▶ Document text
────────────────

2015 was an experiment. The amount of freedom from owning my own home to living the single life made me go into super hero mode.
2014 I made friends with a heroin addict detoxing in a previous psych ward. 2015 I'd let him crash a few days a month the days he was sober. We never slept together which made an enjoyable friendship. However a junkie can only be as much of a friend a junkie can be. A few days a month turned into everyday for a few months. This was after a fellow musician moved himself in. Then came my beautiful friend Janis.
I'll never forget the night my friend Janis moved out. That night a tiny girl my musician buddy knew came by to hangout. They went to the bathroom and I heard the shower. Assumed he was getting laid, whatever. About an hour later I noticed water running from under the bathroom door. What I saw after opening that door was my junkie friend in shock, and the tiny girl laying on the floor. I turned to the shower, and there laid my musician buddy with water running on him.
"I don't know what happened they must have OD'd! Call 911 I have warrants I'll be back in an hour".

────────────────

▶ Material shown
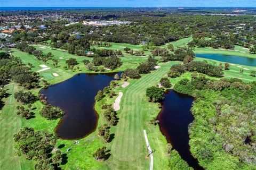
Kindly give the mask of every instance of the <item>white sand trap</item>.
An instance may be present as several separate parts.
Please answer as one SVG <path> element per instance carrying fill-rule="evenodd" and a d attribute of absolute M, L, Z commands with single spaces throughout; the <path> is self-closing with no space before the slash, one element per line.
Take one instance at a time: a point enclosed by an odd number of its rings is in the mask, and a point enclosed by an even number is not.
<path fill-rule="evenodd" d="M 123 88 L 126 88 L 126 87 L 127 87 L 128 86 L 129 86 L 130 83 L 126 81 L 125 81 L 125 82 L 124 82 L 124 83 L 123 84 L 122 84 L 122 87 Z"/>
<path fill-rule="evenodd" d="M 47 68 L 48 67 L 48 66 L 46 65 L 44 65 L 44 64 L 41 64 L 41 65 L 39 65 L 39 66 L 41 66 L 41 67 L 42 68 Z"/>
<path fill-rule="evenodd" d="M 47 67 L 47 68 L 44 68 L 44 69 L 43 69 L 42 70 L 38 70 L 37 71 L 38 72 L 41 72 L 41 71 L 45 71 L 45 70 L 49 70 L 51 69 L 50 67 Z"/>
<path fill-rule="evenodd" d="M 123 93 L 122 92 L 119 92 L 118 94 L 118 96 L 116 99 L 116 100 L 114 103 L 114 109 L 115 111 L 118 111 L 120 110 L 120 102 L 121 101 L 121 98 L 123 96 Z"/>
<path fill-rule="evenodd" d="M 59 76 L 59 74 L 58 74 L 56 73 L 52 73 L 52 75 L 53 75 L 53 76 Z"/>
<path fill-rule="evenodd" d="M 158 69 L 160 68 L 160 67 L 161 67 L 161 66 L 158 66 L 158 65 L 156 65 L 156 66 L 155 66 L 154 68 L 156 70 L 156 69 Z"/>

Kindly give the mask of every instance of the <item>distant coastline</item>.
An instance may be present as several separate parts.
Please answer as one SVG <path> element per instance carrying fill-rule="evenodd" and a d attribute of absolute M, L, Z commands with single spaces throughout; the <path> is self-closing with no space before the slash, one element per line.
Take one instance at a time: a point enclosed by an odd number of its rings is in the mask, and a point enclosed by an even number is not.
<path fill-rule="evenodd" d="M 178 10 L 186 9 L 214 9 L 214 8 L 225 8 L 225 9 L 256 9 L 256 7 L 160 7 L 161 8 L 171 8 Z M 181 8 L 182 7 L 182 9 Z M 40 11 L 40 10 L 86 10 L 86 9 L 103 9 L 103 8 L 158 8 L 158 7 L 125 7 L 125 6 L 95 6 L 95 7 L 81 7 L 81 6 L 49 6 L 49 7 L 2 7 L 0 6 L 0 11 Z"/>

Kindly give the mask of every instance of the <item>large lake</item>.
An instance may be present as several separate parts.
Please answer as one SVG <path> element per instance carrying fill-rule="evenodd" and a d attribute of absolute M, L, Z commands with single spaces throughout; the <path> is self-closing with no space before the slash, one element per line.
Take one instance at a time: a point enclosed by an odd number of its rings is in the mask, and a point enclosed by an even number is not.
<path fill-rule="evenodd" d="M 49 103 L 66 113 L 55 130 L 57 136 L 78 139 L 95 130 L 98 116 L 94 110 L 94 97 L 114 80 L 115 74 L 82 73 L 41 90 Z"/>
<path fill-rule="evenodd" d="M 168 90 L 158 115 L 160 130 L 181 158 L 195 170 L 203 169 L 191 155 L 188 142 L 188 125 L 194 120 L 190 108 L 193 98 L 187 95 Z"/>
<path fill-rule="evenodd" d="M 196 55 L 196 57 L 214 60 L 222 62 L 227 62 L 247 66 L 256 66 L 256 58 L 250 58 L 232 55 L 212 54 L 197 54 Z"/>

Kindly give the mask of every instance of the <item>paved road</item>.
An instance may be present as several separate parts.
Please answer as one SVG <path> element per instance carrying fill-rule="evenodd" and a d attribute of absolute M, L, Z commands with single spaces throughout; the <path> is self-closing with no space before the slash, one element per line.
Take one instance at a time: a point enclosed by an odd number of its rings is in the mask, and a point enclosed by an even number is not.
<path fill-rule="evenodd" d="M 150 167 L 149 169 L 153 170 L 153 164 L 154 164 L 153 153 L 152 153 L 152 150 L 151 150 L 150 146 L 149 146 L 149 143 L 148 142 L 148 137 L 147 135 L 147 132 L 146 132 L 146 130 L 144 130 L 143 131 L 144 131 L 144 135 L 145 136 L 145 140 L 146 140 L 146 143 L 147 144 L 147 147 L 148 147 L 148 151 L 149 151 L 149 153 L 151 153 L 150 154 Z"/>

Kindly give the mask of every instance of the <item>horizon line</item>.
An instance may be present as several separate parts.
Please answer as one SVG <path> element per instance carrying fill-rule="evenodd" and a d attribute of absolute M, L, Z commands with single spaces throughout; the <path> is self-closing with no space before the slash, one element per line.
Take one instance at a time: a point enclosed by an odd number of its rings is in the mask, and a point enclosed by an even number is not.
<path fill-rule="evenodd" d="M 1 6 L 2 7 L 248 7 L 248 8 L 256 8 L 256 6 Z"/>

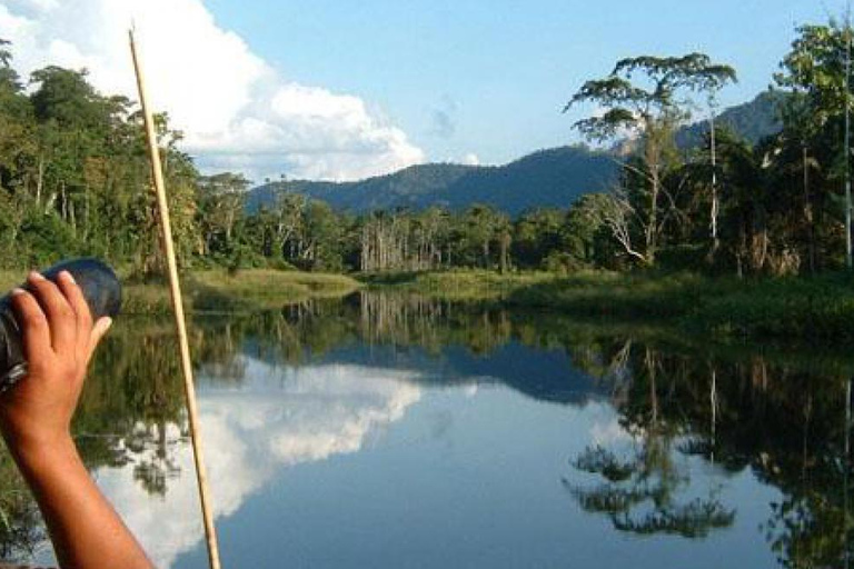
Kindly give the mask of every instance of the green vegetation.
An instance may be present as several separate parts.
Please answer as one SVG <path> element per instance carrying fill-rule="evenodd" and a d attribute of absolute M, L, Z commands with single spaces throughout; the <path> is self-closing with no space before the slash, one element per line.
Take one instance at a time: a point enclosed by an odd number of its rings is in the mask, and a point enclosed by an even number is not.
<path fill-rule="evenodd" d="M 200 176 L 160 116 L 180 262 L 193 274 L 187 293 L 199 310 L 249 310 L 342 293 L 356 283 L 320 273 L 359 272 L 374 286 L 666 319 L 721 336 L 847 338 L 851 290 L 834 271 L 846 263 L 848 36 L 834 22 L 798 29 L 777 91 L 753 106 L 761 139 L 727 128 L 746 129 L 747 117 L 717 117 L 732 68 L 702 53 L 618 61 L 569 102 L 604 110 L 576 127 L 614 144 L 595 154 L 613 188 L 587 179 L 573 182 L 572 197 L 556 179 L 575 180 L 567 176 L 592 157 L 580 148 L 506 168 L 417 167 L 351 188 L 355 200 L 397 192 L 409 208 L 380 200 L 340 211 L 314 199 L 326 190 L 302 196 L 305 184 L 285 181 L 287 191 L 248 201 L 249 180 Z M 137 107 L 57 67 L 33 72 L 24 90 L 11 48 L 0 43 L 0 266 L 103 257 L 127 267 L 129 310 L 163 307 L 162 289 L 146 284 L 162 261 Z M 681 147 L 697 108 L 708 124 L 692 131 L 698 144 Z M 518 201 L 532 193 L 566 209 Z"/>
<path fill-rule="evenodd" d="M 0 271 L 0 287 L 19 284 L 23 271 Z M 122 310 L 130 315 L 168 313 L 172 310 L 165 281 L 123 279 Z M 337 298 L 359 288 L 344 274 L 249 269 L 193 271 L 183 280 L 185 306 L 197 312 L 247 312 L 280 308 L 312 298 Z"/>
<path fill-rule="evenodd" d="M 689 272 L 572 276 L 489 271 L 363 277 L 370 288 L 446 301 L 559 311 L 612 326 L 646 322 L 667 336 L 718 341 L 841 342 L 854 340 L 854 281 L 846 273 L 814 278 L 709 278 Z"/>

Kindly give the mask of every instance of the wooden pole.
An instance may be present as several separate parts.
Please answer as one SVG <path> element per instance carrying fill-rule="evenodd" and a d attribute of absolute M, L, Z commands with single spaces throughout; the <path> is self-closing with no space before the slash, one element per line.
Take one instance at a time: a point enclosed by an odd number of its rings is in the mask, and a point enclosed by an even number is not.
<path fill-rule="evenodd" d="M 183 301 L 181 299 L 181 282 L 178 278 L 178 263 L 175 257 L 175 243 L 172 242 L 172 226 L 169 220 L 169 204 L 166 199 L 166 183 L 163 182 L 163 169 L 160 164 L 160 150 L 157 146 L 157 132 L 151 109 L 148 107 L 146 82 L 142 77 L 142 68 L 137 52 L 137 43 L 133 30 L 130 30 L 130 52 L 133 58 L 133 69 L 137 73 L 137 87 L 139 88 L 139 102 L 142 106 L 142 116 L 146 123 L 146 139 L 148 152 L 151 158 L 151 178 L 157 193 L 157 209 L 160 212 L 160 229 L 162 243 L 166 250 L 166 262 L 169 271 L 169 289 L 175 310 L 175 327 L 178 333 L 178 345 L 181 352 L 181 370 L 183 371 L 183 387 L 187 396 L 187 412 L 190 420 L 190 439 L 192 441 L 192 455 L 196 461 L 196 477 L 201 500 L 201 513 L 205 519 L 205 536 L 208 542 L 208 559 L 211 569 L 220 569 L 219 547 L 217 545 L 217 530 L 214 526 L 214 508 L 210 501 L 208 476 L 205 470 L 205 459 L 201 450 L 201 433 L 199 431 L 198 410 L 196 408 L 196 387 L 192 379 L 192 361 L 190 360 L 190 343 L 187 339 L 187 321 L 183 315 Z"/>

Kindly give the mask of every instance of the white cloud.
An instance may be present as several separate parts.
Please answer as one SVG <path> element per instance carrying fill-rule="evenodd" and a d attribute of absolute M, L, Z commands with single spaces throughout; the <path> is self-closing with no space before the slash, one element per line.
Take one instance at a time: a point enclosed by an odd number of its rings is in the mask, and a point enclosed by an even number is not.
<path fill-rule="evenodd" d="M 468 166 L 480 166 L 480 158 L 474 152 L 469 152 L 463 157 L 463 163 Z"/>
<path fill-rule="evenodd" d="M 133 22 L 153 106 L 187 134 L 208 170 L 259 180 L 356 179 L 424 161 L 399 128 L 350 94 L 287 81 L 200 0 L 8 0 L 0 37 L 17 67 L 87 68 L 102 92 L 133 97 L 127 47 Z M 136 98 L 136 97 L 133 97 Z"/>
<path fill-rule="evenodd" d="M 421 397 L 420 388 L 408 381 L 416 372 L 339 365 L 282 369 L 249 358 L 244 363 L 250 378 L 245 388 L 199 391 L 216 518 L 238 511 L 289 467 L 357 452 Z M 157 449 L 95 473 L 157 567 L 165 569 L 203 538 L 189 443 L 175 427 L 167 439 L 178 470 L 161 498 L 149 496 L 133 477 L 137 463 L 157 460 Z M 49 551 L 37 561 L 54 562 Z"/>

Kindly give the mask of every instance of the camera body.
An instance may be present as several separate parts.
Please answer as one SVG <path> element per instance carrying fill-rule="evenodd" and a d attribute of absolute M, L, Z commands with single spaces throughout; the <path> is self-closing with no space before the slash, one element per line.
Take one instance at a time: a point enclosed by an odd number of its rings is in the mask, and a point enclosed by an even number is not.
<path fill-rule="evenodd" d="M 42 272 L 46 279 L 56 281 L 59 273 L 68 271 L 83 292 L 92 319 L 116 317 L 121 310 L 121 283 L 116 272 L 98 259 L 62 261 Z M 22 287 L 27 289 L 24 284 Z M 0 299 L 0 393 L 7 391 L 27 376 L 21 328 L 16 320 L 9 295 Z"/>

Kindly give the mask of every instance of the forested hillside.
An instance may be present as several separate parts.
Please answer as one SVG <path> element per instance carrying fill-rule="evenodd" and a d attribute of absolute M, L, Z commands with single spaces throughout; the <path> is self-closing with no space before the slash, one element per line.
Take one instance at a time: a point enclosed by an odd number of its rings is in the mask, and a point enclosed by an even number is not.
<path fill-rule="evenodd" d="M 783 99 L 779 91 L 768 91 L 726 109 L 718 117 L 718 128 L 756 143 L 782 129 Z M 683 127 L 676 131 L 676 143 L 684 150 L 695 149 L 708 130 L 705 121 Z M 247 203 L 257 211 L 274 203 L 279 193 L 292 192 L 356 213 L 429 206 L 459 211 L 485 203 L 516 217 L 534 208 L 568 207 L 585 193 L 608 191 L 619 170 L 616 157 L 606 152 L 562 147 L 498 167 L 430 163 L 356 182 L 271 181 L 251 190 Z"/>
<path fill-rule="evenodd" d="M 618 61 L 567 93 L 567 107 L 604 111 L 575 124 L 596 146 L 637 134 L 620 161 L 564 147 L 504 167 L 424 164 L 248 192 L 239 173 L 201 176 L 160 116 L 181 262 L 738 274 L 844 267 L 845 33 L 834 23 L 800 28 L 775 77 L 778 94 L 723 112 L 714 138 L 708 122 L 682 129 L 735 70 L 702 53 Z M 82 71 L 48 67 L 27 81 L 12 48 L 0 43 L 0 264 L 96 254 L 151 273 L 159 248 L 137 106 L 97 92 Z"/>
<path fill-rule="evenodd" d="M 248 203 L 257 210 L 279 192 L 296 192 L 355 213 L 430 206 L 459 211 L 486 203 L 515 217 L 537 207 L 565 208 L 584 193 L 606 191 L 618 173 L 617 162 L 604 152 L 563 147 L 499 167 L 433 163 L 357 182 L 271 182 L 252 190 Z"/>

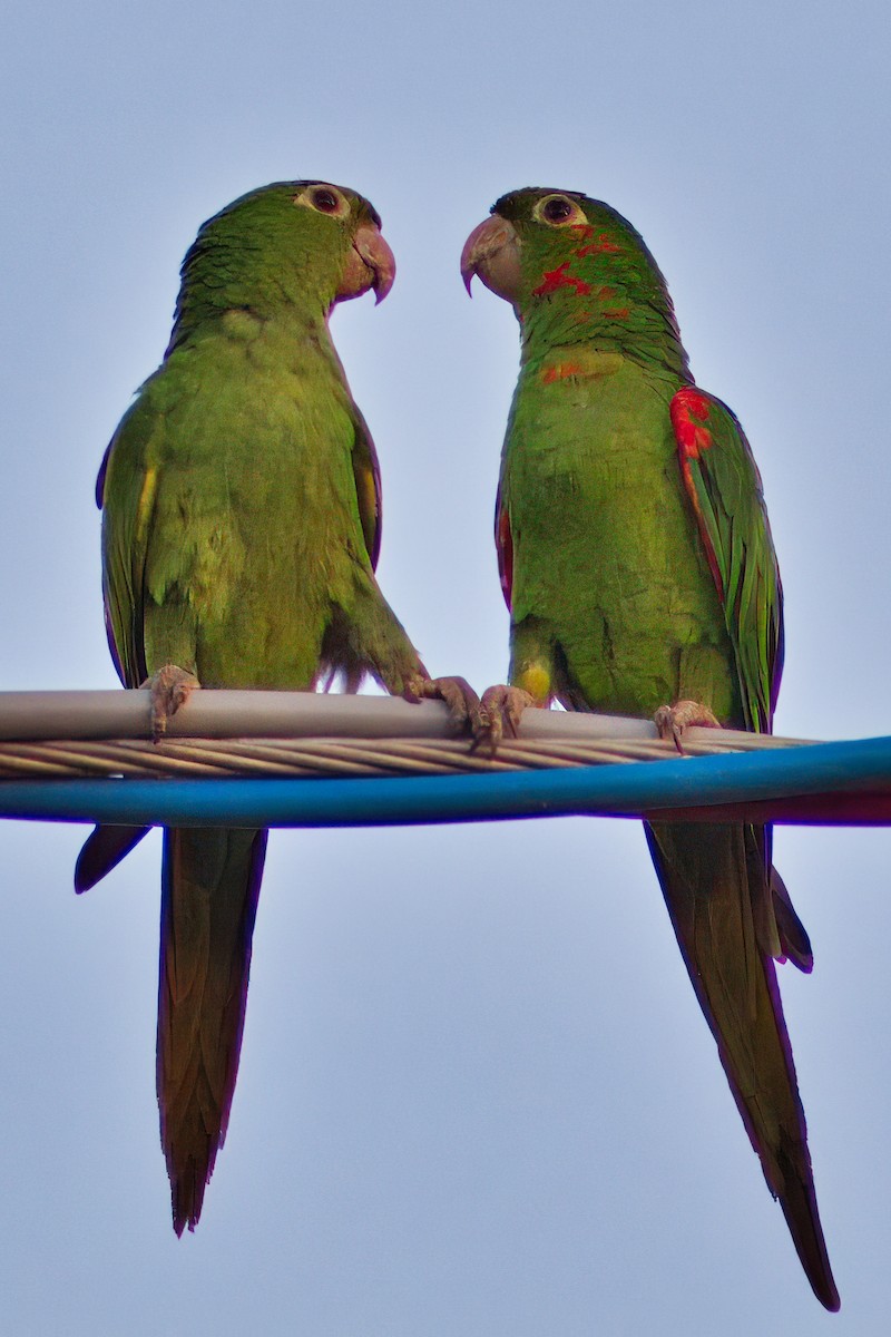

────────────────

▶ Exercises to complete
#1 In the account of the night Janis moved out, why does the junkie friend say he'll be back in an hour after telling the narrator to call 911?
#2 Carry on with the account of the overdose night, picking up after the friend's last quoted words.

▶ Task-by-task outputs
#1 He says he has warrants.

#2
I begged that junkie to stay, help, because I had no idea what to do. After calling 911 they told me to get him out of the tub and lay them both flat. I didn't think it'd be so hard getting a limp body out of a tub. When I spoke to him his eyes rolled back, purple lips, green face. The paramedics had to chop my bathroom door off since he was so tall. Two men carried the tiny girl like a princess to my living room. One man dragged my friend by one arm into the living room. They asked all this info about the little bitch dying on the floor. I dumped her purse out and syringes poured all over along with an ID and healing stone. If I hadn't been there I truly believe my friend wouldn't have been revived. I kept telling them I didn't care if that girl dies on my floor to help my friend. They found dope in her pocket, karma's a bitch.
My buddy returned in a hospital gown and blanket later that night. I've never been so happy to feel a heartbeat in a hug. It was hours ago he was almost dead.
Yes, he and my junkie friend continued to live with me. Making them junkie 1 and now junkie 2.
The police once told me "hang around the barber shop long enough you're gonna get a haircut". I didn't want a haircut yet I lived with two barbers. Junkie 1 was kicked out after stealing my medication on my birthday. Junkie 2 was kicked out after I grew a pair and learned to lock my windows.
Junkie 1 was doing good last we spoke. Admitted himself to a long term rehab. Clean for 3-months before hand while incarcerated from turning himself in for the warrants. That's the last I want to speak to him. Knowing after doing all I can to help he's finally helping himself.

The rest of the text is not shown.